[Excerpts of pointing data]
——

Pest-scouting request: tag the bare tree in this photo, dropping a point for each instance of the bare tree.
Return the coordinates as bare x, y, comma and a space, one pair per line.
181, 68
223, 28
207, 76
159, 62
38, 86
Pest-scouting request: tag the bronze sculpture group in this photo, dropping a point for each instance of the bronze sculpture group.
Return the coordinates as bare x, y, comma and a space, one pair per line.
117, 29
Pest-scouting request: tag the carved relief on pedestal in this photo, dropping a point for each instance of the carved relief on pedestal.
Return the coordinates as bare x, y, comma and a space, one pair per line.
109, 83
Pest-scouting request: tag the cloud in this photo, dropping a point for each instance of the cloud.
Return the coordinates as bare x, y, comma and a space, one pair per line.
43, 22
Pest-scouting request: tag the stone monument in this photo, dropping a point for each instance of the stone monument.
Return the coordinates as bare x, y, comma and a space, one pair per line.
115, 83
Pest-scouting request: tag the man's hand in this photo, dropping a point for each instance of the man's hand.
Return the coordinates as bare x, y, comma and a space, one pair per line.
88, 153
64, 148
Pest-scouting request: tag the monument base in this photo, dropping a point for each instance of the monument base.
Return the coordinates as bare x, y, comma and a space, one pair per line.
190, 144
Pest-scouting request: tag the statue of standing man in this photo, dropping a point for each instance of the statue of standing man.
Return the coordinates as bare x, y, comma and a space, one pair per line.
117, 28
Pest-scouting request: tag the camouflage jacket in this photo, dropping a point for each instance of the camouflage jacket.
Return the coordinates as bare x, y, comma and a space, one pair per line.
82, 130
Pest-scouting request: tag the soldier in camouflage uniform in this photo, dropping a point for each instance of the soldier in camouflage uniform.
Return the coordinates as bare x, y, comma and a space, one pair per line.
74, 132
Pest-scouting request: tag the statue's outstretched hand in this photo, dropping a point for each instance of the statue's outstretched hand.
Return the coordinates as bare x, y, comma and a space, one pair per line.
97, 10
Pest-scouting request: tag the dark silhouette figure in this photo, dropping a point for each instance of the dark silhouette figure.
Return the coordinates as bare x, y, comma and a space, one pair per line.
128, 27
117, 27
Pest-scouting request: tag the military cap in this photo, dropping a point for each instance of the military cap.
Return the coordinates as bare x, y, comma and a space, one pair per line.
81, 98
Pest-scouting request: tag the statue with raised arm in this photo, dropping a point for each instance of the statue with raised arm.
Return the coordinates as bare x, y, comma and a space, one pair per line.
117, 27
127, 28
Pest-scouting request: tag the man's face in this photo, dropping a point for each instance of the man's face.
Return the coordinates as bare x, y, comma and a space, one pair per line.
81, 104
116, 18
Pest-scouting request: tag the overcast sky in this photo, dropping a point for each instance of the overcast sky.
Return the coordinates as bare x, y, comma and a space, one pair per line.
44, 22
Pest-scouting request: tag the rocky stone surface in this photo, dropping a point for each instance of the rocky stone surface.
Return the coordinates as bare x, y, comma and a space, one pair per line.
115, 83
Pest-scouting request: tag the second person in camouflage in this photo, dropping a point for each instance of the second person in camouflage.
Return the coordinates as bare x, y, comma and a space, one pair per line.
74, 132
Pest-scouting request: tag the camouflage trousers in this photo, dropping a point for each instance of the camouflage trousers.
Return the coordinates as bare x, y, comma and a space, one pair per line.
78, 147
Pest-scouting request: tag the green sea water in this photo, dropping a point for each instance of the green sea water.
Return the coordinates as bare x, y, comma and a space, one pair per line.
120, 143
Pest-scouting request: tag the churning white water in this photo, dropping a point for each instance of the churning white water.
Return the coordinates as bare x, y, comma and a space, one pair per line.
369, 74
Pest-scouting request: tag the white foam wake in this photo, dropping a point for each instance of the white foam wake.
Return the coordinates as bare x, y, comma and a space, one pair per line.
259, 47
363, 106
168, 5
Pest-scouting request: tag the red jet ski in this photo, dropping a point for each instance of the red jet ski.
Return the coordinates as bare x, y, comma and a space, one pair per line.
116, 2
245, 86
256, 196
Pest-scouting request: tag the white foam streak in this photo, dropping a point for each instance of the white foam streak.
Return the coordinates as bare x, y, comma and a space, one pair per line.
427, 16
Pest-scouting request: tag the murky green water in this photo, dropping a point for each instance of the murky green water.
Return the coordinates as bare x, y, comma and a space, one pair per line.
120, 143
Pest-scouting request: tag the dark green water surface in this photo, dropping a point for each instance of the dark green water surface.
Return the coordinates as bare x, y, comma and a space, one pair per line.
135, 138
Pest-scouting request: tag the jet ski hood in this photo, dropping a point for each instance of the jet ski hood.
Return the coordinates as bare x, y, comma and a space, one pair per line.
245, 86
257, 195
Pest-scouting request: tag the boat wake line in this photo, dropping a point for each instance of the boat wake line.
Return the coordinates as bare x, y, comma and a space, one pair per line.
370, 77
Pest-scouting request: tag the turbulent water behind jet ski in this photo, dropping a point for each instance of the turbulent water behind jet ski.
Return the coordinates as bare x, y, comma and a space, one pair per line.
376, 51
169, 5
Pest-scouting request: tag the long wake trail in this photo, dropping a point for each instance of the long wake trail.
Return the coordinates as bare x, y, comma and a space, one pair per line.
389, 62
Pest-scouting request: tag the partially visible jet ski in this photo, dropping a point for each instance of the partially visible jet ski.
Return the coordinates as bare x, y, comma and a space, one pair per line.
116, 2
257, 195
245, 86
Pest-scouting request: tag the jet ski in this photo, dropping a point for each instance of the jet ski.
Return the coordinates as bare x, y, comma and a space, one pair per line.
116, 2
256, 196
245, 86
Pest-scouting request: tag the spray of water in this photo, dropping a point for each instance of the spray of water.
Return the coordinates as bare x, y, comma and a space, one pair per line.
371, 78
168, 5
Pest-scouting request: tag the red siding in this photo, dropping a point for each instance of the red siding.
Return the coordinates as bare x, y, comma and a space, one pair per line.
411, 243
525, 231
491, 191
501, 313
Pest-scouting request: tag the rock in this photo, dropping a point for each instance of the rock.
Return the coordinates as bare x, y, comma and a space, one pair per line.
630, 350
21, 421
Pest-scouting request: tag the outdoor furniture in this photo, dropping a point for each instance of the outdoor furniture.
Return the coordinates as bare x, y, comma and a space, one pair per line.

——

# Directions for this task:
Repeat exactly the lines starting at the line with "Pest-scouting request: tag the red siding" and ending with the final line of the entries. Include nothing else.

# The response:
Pest-scouting request: tag the red siding in this photo, dropping a point for each instance of the red siding.
Return the coordinates as bare x, y, comma and a space, one pair per line.
411, 243
525, 231
491, 191
501, 313
Pest-scouting request: tag the rock in this photo, dropping a point for each instance of the rock.
Return the coordinates as bare x, y, comma and a space, one pair per line.
630, 350
21, 421
Pest-scouting request: tag the outdoor furniture in this photo, dropping a point for each instance of the outdoor furniture.
Return the coordinates as bare x, y, comma and a space, one pair per line.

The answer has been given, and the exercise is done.